REQUIRED ACTION 1: In the debate over Florida's hockey teams, which team did Steven Stamkos move on to?
REQUIRED ACTION 2: List every person the debate over Florida's hockey teams names as a future Hall of Famer for the Lightning.
REQUIRED ACTION 3: Write the next part of the debate over Florida's hockey teams, picking up after its last line.

PASSAGE:
Rosen: Yeah, yeah, yeah. But what have you done for me lately? Florida’s team fluctuates. It was the Lightning. It is the Panthers. They’ve got the Stanley Cup. They went to the Stanley Cup Final two years in a row. Sure, a few years ago, this wasn’t even a debate. Florida’s team, the Panthers? Please. No shot. Even the top executives with the Panthers would tell you that. But things change. With success come the riches. Just think about the past three seasons for the Panthers: Presidents’ Trophy winners in 2021-22, Stanley Cup Final in 2022-23, Stanley Cup champions in 2023-24. The Lightning lost in the 2022 Cup Final, lost in the first round in six games the next season and lost in the first round in five games to the Panthers last season. Florida’s team is Florida.

Benjamin: OK, sure, you have a point. Florida has done pretty darn well lately. But let’s see how history will judge the state of Florida and its hockey teams. Hall of Famers? The Lightning have got ’em. Though Steven Stamkos has moved on to the Nashville Predators, the Hall of Fame is going to come calling, and the forward will go in as a member of the Lightning. Add in coach Jon Cooper, forward Nikita Kucherov, defenseman Victor Hedman and goalie Andrei Vasilevskiy, and you’re talking at least five future Hall of Famers on a single team. That’s not just good, that’s historically good. It’s a group whose names are synonymous with winning, with the Stanley Cup, with the state of Florida. That’s powerful. That says the Lightning win this debate, no question.

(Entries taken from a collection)
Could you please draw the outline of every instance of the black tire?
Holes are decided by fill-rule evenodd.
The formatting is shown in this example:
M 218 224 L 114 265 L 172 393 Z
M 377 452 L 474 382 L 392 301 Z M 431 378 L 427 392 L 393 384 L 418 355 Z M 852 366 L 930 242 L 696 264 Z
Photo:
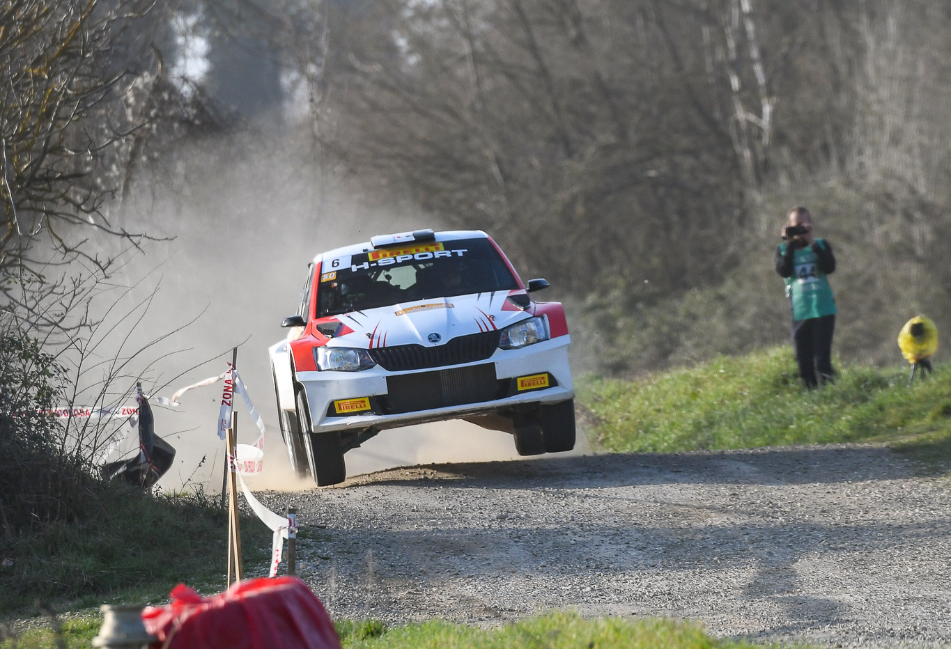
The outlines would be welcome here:
M 284 440 L 294 474 L 299 478 L 304 478 L 310 472 L 310 468 L 307 466 L 307 453 L 301 438 L 301 429 L 298 428 L 297 417 L 293 417 L 291 421 L 288 410 L 281 408 L 281 397 L 278 396 L 278 374 L 273 367 L 271 376 L 274 379 L 274 398 L 278 401 L 278 426 L 281 427 L 281 437 Z
M 515 450 L 519 455 L 541 455 L 545 452 L 545 440 L 538 424 L 529 424 L 515 429 Z
M 561 453 L 574 448 L 574 399 L 541 407 L 545 450 Z
M 310 410 L 302 390 L 297 392 L 298 422 L 306 449 L 310 474 L 318 487 L 339 485 L 347 479 L 340 432 L 311 432 Z

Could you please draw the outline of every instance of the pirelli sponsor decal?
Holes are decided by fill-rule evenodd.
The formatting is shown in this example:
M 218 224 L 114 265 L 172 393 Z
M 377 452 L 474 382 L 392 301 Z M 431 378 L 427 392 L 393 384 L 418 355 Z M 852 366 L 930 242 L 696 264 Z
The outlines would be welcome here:
M 441 243 L 429 243 L 426 245 L 407 246 L 405 248 L 389 248 L 387 250 L 374 250 L 367 255 L 370 261 L 385 259 L 389 257 L 399 257 L 401 255 L 418 255 L 419 253 L 435 253 L 445 250 Z
M 551 382 L 548 378 L 548 372 L 543 374 L 532 374 L 531 376 L 519 376 L 515 379 L 515 389 L 524 392 L 527 390 L 540 390 L 541 388 L 548 388 Z
M 334 411 L 337 414 L 350 414 L 351 412 L 363 412 L 372 410 L 369 397 L 361 396 L 359 399 L 340 399 L 334 402 Z
M 436 302 L 433 304 L 420 304 L 416 307 L 409 307 L 408 309 L 400 309 L 399 311 L 394 312 L 397 315 L 405 315 L 406 314 L 412 314 L 414 311 L 429 311 L 431 309 L 455 309 L 455 304 L 448 304 L 446 302 Z

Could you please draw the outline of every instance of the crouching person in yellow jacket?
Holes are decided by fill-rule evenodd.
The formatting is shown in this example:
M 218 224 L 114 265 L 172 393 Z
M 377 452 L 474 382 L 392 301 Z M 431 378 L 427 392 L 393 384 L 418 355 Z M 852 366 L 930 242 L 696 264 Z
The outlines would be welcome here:
M 789 210 L 783 226 L 784 242 L 776 248 L 776 272 L 786 281 L 792 312 L 792 345 L 799 375 L 806 388 L 832 380 L 832 334 L 835 298 L 825 276 L 835 271 L 832 247 L 812 235 L 812 219 L 805 207 Z

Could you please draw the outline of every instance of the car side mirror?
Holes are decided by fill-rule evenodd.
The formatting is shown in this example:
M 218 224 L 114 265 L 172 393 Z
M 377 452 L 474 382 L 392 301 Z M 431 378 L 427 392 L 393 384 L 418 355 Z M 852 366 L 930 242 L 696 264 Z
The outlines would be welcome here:
M 529 293 L 534 293 L 535 291 L 541 291 L 542 289 L 547 289 L 549 287 L 548 279 L 529 279 L 529 287 L 525 289 Z

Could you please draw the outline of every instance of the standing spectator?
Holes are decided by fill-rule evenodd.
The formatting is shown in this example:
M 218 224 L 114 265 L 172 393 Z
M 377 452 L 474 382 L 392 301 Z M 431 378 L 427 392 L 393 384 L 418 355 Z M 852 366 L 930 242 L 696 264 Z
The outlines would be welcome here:
M 832 380 L 832 334 L 835 298 L 825 276 L 835 271 L 832 248 L 812 236 L 812 219 L 805 207 L 789 210 L 776 248 L 776 272 L 786 281 L 792 312 L 792 345 L 799 375 L 806 388 Z M 817 377 L 818 373 L 818 377 Z

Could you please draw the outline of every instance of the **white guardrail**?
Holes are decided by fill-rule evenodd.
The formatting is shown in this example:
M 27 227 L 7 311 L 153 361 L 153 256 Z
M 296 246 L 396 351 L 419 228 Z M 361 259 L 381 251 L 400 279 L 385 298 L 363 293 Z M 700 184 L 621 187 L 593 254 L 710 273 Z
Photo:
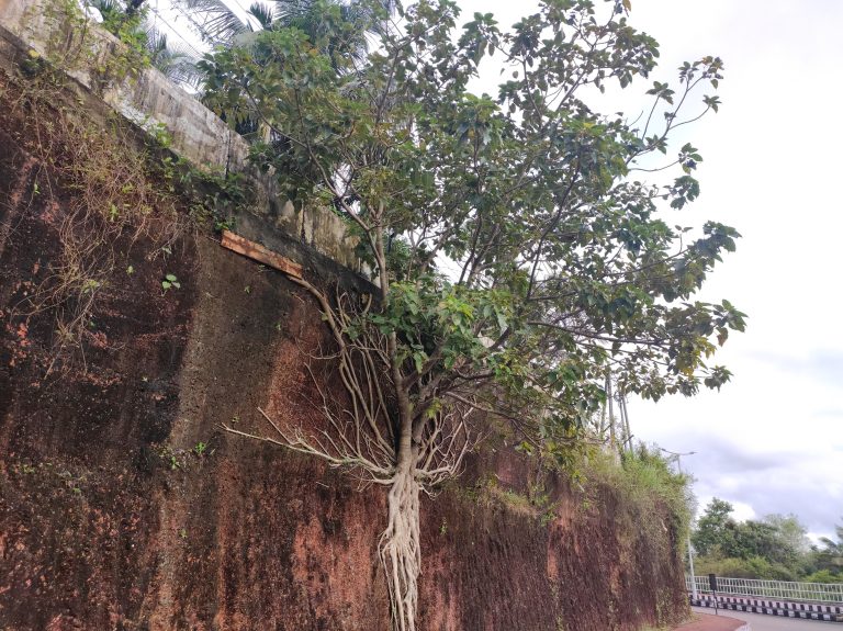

EXERCISE OUTPUT 1: The Nashville Predators.

EXERCISE OUTPUT 2: Steven Stamkos, Jon Cooper, Nikita Kucherov, Victor Hedman, Andrei Vasilevskiy

EXERCISE OUTPUT 3:
Rosen: I have a question. Is Aleksander Barkov not paving his way to the Hall of Fame? Is Sergei Bobrovsky, with a Stanley Cup ring, 400-plus wins and two Vezina Trophy wins as the NHL’s best goalie, not a lock for the Hall of Fame? Is Paul Maurice, who could finish his career with at least the second-most coaching wins of all time, along with his Stanley Cup ring, not also a lock for the Hall of Fame? In the way-too-early department, could Matthew Tkachuk and Sam Reinhart be future Hall of Famers? I lied. That’s four questions. But you get the point. You brought up the Hall of Fame and I countered. That’s why the Lightning do not win this debate without question. Could they win it? Yes, certainly, if we were having this debate in 2023. It’s almost 2025. It’s a different world. It’s the Panthers’ world, at least in Florida. The Lightning are just living in it. At least the sun is still shining on them too.